Goal of the exercise - Copy each entry exactly, leaving nothing out.

--- Data provided Enclosed Below ---

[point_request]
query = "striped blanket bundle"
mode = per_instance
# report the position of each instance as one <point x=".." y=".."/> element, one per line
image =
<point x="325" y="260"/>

--- End of Enclosed Data provided ---

Reply to the exercise -
[point_request]
query = "striped blanket bundle"
mode = per_instance
# report the position of each instance as one <point x=".." y=".."/> element, one per line
image =
<point x="325" y="260"/>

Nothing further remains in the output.